▶ [YOUR ASSIGNMENT]
For the material that follows, return exactly the lines from the one with "Every instance of the castle takes" through the one with "Every instance of the tree", both ends included.

----

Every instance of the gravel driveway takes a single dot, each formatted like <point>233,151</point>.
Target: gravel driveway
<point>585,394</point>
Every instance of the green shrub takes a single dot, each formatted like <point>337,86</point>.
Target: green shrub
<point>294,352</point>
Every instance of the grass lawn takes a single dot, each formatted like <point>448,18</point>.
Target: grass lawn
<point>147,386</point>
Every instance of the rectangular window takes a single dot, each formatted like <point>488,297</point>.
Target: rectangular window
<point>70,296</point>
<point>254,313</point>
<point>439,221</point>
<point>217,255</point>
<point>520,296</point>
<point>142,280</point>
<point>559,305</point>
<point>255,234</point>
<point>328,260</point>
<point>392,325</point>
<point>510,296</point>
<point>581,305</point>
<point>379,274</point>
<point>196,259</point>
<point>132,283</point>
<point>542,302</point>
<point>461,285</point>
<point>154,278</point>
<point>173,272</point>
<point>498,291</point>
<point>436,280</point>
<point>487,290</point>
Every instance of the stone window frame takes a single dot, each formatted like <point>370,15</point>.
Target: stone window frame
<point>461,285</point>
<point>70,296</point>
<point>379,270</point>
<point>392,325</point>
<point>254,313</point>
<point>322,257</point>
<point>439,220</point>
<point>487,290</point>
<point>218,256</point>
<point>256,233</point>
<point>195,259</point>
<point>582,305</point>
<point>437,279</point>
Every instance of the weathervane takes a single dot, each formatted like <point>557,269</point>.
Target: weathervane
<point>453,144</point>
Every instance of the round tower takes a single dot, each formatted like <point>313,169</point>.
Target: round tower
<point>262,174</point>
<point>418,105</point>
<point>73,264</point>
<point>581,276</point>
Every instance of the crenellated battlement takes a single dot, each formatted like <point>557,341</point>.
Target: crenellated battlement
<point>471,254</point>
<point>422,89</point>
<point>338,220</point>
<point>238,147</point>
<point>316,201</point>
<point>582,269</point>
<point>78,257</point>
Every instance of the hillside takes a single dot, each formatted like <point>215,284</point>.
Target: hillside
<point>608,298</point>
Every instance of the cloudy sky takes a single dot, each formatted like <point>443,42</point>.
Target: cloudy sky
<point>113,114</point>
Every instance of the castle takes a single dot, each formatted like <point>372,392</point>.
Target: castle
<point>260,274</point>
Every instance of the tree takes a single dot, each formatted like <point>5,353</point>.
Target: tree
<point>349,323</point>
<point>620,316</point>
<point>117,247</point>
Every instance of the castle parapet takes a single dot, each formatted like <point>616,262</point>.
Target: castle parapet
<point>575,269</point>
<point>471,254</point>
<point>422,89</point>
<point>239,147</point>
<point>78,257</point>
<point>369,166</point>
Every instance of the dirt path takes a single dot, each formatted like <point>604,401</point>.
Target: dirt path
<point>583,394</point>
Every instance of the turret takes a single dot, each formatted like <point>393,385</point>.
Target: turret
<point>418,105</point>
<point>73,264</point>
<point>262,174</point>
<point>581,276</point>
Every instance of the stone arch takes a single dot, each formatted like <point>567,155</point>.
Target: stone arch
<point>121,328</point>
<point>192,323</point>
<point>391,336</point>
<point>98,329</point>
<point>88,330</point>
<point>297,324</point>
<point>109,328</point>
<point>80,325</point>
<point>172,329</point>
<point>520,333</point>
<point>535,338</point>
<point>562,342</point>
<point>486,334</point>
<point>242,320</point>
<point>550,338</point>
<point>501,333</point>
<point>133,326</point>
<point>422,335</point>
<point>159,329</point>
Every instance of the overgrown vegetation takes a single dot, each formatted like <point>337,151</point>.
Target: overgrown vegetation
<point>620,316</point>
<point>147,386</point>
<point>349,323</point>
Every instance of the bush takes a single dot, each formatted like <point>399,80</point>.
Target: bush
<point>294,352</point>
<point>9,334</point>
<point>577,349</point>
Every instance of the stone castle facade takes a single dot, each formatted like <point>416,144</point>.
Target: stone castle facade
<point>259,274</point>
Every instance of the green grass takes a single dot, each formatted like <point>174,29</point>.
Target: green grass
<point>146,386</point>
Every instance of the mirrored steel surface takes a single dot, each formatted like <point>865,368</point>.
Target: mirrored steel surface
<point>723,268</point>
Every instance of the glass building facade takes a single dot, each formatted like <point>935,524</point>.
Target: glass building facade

----

▶ [FINAL ANSWER]
Every instance of the castle takes a single dot, each formatted like <point>372,392</point>.
Target: castle
<point>260,274</point>
Every instance of the tree takes a single dot, each formatted like <point>5,353</point>.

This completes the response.